- What the exercise asks
Could you quote the lines below word for word, from the very first one through the line containing "[(553, 326), (571, 355), (535, 301), (532, 278), (496, 258)]", leaving the pictures out?

- Data for this exercise
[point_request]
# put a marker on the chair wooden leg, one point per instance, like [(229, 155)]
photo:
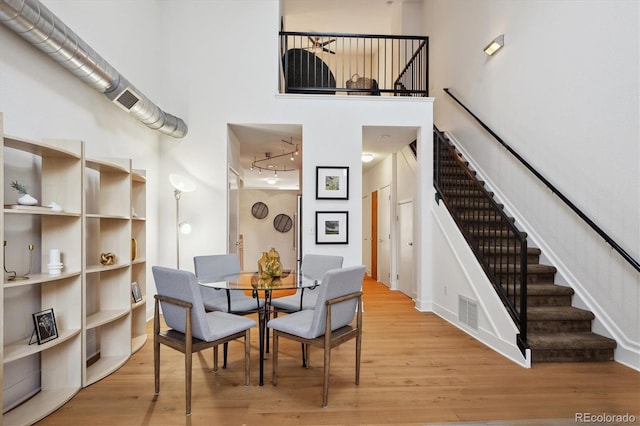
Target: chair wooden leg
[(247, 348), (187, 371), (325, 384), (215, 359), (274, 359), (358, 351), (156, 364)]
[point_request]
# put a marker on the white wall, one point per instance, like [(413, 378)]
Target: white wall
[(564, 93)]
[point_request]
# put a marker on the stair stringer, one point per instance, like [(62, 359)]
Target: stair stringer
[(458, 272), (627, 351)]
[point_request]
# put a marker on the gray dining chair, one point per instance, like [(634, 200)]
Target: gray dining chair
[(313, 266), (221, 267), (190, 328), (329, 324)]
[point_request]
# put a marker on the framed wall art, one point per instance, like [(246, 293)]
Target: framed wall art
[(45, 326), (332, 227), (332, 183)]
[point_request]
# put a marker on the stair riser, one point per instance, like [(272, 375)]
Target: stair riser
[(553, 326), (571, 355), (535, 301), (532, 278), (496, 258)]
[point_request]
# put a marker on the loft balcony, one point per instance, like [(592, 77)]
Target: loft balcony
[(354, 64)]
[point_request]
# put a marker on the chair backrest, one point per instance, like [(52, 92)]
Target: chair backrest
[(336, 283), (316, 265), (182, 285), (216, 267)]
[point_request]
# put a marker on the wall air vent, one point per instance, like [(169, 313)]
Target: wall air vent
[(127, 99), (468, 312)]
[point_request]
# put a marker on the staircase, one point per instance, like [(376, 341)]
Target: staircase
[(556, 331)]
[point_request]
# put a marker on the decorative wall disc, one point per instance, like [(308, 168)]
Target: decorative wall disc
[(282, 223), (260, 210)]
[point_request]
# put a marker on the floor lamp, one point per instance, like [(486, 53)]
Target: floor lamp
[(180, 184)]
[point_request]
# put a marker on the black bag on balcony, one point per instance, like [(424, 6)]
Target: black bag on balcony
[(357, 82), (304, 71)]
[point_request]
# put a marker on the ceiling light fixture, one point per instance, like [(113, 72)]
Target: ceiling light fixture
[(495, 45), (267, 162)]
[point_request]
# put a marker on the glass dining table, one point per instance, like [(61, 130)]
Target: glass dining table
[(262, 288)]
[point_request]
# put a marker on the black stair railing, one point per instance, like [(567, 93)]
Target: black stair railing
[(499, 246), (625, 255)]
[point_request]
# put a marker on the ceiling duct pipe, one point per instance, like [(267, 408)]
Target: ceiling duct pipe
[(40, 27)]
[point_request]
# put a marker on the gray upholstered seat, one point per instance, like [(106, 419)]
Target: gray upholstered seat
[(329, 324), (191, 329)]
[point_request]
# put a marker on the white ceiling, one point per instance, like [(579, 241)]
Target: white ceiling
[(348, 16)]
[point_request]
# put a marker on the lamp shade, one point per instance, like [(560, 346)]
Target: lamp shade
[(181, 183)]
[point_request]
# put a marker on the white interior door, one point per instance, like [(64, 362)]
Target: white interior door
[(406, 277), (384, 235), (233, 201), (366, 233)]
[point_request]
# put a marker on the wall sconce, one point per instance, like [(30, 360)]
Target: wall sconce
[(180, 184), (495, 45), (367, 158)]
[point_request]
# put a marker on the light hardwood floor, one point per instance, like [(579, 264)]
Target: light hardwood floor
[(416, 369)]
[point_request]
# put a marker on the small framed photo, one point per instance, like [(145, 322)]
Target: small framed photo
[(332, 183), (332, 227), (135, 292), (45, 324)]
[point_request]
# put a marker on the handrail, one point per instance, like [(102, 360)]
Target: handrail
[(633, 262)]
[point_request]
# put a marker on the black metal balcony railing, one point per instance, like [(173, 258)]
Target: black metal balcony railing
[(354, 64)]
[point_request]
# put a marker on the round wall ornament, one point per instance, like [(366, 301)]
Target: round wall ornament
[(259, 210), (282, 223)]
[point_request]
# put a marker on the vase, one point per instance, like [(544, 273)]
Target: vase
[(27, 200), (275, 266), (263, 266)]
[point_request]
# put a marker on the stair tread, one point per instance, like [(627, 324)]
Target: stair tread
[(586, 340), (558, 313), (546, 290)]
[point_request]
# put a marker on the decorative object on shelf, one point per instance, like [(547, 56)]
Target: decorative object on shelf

- Solution to this task
[point_request]
# put a marker on the chair wooden leg, one point per instance, like [(229, 155)]
photo:
Target: chair wooden leg
[(247, 348), (187, 371), (325, 384), (215, 359), (274, 359), (358, 351), (156, 364)]
[point_request]
# put a marker on the white wall, one point per instance, like [(413, 378)]
Target: white wall
[(564, 93)]
[point_request]
# put a marker on the stair stringer, one point per instance, like [(62, 359)]
Target: stair stringer
[(458, 272), (627, 351)]
[point_request]
# put a marker on the gray dining chair, one point per instance, like [(634, 200)]
Target: gray dining chair
[(313, 266), (221, 267), (190, 328), (329, 324)]
[point_request]
# put a marker on the framed wall art, one point per instance, like [(246, 293)]
Target: framed wall art
[(45, 326), (332, 227), (332, 183)]
[point_request]
# put a marker on the stair riser, one point per instance, like [(272, 375)]
Target: stair riser
[(553, 326), (571, 355), (535, 301), (532, 278), (496, 258)]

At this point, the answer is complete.